● **What you should do**
Copy every one of the lines below word for word, without changing a single character.
----- Provided entries
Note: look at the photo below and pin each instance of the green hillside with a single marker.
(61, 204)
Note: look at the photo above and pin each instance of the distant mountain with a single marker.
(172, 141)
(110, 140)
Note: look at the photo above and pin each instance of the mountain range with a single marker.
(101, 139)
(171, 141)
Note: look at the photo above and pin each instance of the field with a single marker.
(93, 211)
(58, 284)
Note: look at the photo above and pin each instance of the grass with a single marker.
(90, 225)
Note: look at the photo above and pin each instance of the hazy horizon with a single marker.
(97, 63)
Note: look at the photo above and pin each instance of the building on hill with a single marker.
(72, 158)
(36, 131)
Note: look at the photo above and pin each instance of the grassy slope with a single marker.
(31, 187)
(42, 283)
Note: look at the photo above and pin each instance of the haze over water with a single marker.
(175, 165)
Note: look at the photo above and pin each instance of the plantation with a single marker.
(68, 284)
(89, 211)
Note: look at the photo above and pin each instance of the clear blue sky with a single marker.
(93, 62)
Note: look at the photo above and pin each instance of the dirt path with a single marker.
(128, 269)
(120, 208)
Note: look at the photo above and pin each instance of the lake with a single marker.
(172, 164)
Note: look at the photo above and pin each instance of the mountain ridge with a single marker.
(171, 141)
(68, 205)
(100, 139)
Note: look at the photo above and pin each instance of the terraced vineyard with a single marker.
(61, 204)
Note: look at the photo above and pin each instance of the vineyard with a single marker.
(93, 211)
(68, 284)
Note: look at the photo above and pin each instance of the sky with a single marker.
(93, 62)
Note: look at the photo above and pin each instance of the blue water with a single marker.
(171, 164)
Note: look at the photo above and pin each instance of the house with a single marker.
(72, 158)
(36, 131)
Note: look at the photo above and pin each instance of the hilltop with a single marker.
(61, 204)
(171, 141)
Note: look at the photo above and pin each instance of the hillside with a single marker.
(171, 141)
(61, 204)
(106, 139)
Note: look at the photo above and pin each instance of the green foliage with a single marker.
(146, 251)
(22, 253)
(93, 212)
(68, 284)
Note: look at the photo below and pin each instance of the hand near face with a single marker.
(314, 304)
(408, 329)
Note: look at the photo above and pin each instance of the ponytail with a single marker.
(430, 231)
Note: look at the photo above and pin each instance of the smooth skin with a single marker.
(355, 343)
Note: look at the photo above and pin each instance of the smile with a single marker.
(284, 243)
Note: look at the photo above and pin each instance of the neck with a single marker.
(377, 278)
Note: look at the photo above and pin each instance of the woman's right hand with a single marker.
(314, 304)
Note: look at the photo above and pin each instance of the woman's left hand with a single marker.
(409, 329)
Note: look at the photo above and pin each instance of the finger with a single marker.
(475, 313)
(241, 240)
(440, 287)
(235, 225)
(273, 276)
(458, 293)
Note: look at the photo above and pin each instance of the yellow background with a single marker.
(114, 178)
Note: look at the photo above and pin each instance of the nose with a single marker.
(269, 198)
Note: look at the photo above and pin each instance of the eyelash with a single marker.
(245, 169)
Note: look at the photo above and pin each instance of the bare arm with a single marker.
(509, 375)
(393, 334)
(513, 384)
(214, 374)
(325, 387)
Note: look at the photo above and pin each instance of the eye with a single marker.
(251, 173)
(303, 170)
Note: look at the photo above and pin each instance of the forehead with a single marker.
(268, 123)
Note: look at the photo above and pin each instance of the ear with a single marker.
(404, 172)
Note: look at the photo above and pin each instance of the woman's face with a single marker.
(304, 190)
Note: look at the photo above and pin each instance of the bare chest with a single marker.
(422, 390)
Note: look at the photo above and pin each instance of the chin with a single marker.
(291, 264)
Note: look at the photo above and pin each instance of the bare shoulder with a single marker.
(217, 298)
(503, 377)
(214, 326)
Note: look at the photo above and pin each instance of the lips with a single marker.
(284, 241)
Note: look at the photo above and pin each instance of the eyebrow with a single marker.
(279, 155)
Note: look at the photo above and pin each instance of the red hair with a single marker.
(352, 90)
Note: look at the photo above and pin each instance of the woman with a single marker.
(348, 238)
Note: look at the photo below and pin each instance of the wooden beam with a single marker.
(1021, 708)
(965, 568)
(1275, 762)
----------
● **Answer below**
Note: look at the photo below and pin each instance of the green hillside with a single marker.
(61, 204)
Note: look at the photo above and pin each instance of the distant mountain with a single marker.
(172, 141)
(110, 140)
Note: look at the photo above and pin each instance of the mountain range with a single marker.
(101, 139)
(171, 141)
Note: look at the photo above and pin each instance of the field with a single marker.
(93, 211)
(58, 284)
Note: look at the photo above and pin each instance of the grass with a single marker.
(90, 225)
Note: look at the photo above and pin each instance of the hazy horizon with a single marker.
(97, 63)
Note: look at the photo above and pin each instance of the building on hill with a single marker.
(72, 158)
(36, 131)
Note: look at the photo above and pin each instance of the grassy slope with a single marker.
(31, 187)
(42, 283)
Note: look at the photo above and pin each instance of the haze over water with a single marker.
(175, 165)
Note: look at the photo above and pin each instance of the plantation with a single marker.
(68, 284)
(89, 211)
Note: look at the photo above and pin each instance of the clear blue sky with a single marker.
(93, 62)
Note: look at the photo above and pin each instance of the dirt path with a single marker.
(128, 269)
(120, 208)
Note: look at the photo above and pin each instance of the lake with a single marker.
(172, 164)
Note: look at the photo above and pin each instance of the mountain ridge with a single marker.
(171, 141)
(68, 205)
(100, 139)
Note: look at the photo above and pin each instance of the terraced vineyard with a single marker.
(61, 204)
Note: look at the photo above and pin each instance of the vineyard with a single marker.
(93, 211)
(68, 284)
Note: look at the photo above and pin each instance of the sky with a single marker.
(93, 62)
Note: look at the photo above and pin each instance of the blue water with a single marker.
(171, 164)
Note: look at the photo above and pin each instance of the house with a single marker.
(72, 158)
(36, 131)
Note: look at the photo above and pin each instance of the hilltop with a single marker.
(61, 204)
(171, 141)
Note: look at the photo above and pin each instance of the hillside with a single marker.
(171, 141)
(61, 204)
(106, 139)
Note: look at the photo above and pin each instance of the green foliage with a single marker.
(146, 251)
(22, 253)
(93, 212)
(68, 284)
Note: look at the photo below and pin each instance of the hand near face with a single marker.
(314, 304)
(408, 329)
Note: look at the photo above and pin each instance of the ponytail with a single marker.
(430, 231)
Note: look at the photo above and pin each instance of the smooth skin with a single marker.
(355, 343)
Note: look at the photo above and pin each instance of the smile with a single marker.
(284, 243)
Note: look at the photo above and pin each instance of the neck with a single marker.
(377, 278)
Note: look at the photo above and pin each instance of the woman's right hand with a single marker.
(314, 304)
Note: look at the photo above and pin each instance of the woman's left hand with a single marker.
(409, 329)
Note: look at the photo above and pin each instance of the finger with a single marker.
(475, 313)
(241, 240)
(440, 287)
(235, 225)
(273, 276)
(458, 293)
Note: look at the photo above and pin each instance of the yellow background with a single marker.
(114, 178)
Note: look at the photo above and pin each instance of the nose with a single marker.
(269, 198)
Note: look at the photo above and pin each instance of the eyelash with a single marker.
(245, 169)
Note: look at the photo above and pin each instance of the bare arm with a single marker.
(509, 375)
(393, 334)
(513, 384)
(214, 374)
(325, 387)
Note: look at the photo above and pin each instance of the eye with a single marker.
(251, 173)
(303, 170)
Note: look at the photo above and pin each instance of the forehead with a single marker.
(268, 123)
Note: look at the photo above and pin each instance of the ear with a single marker.
(404, 172)
Note: look at the photo above and pin each instance of the woman's face with a single marker.
(304, 190)
Note: look at the photo above and pin each instance of the bare chest with a single marker.
(422, 390)
Note: look at the photo above and pin each instance of the chin with a single marker.
(291, 264)
Note: look at the photo above and pin each instance of the bare shoulder with a single marker.
(217, 298)
(503, 377)
(214, 326)
Note: look at the photo above and pin each instance of the lips with a single marker.
(284, 241)
Note: look at the photo above and pin each instance of the eyebrow with a single marker.
(279, 155)
Note: look at the photo above and pin each instance of the red hair with a single marker.
(352, 90)
Note: look at the photo above and pin each instance of the woman with a single marker.
(348, 238)
Note: look at the photo below and pin each instance of the wooden beam with a single marker.
(1021, 708)
(965, 568)
(1275, 762)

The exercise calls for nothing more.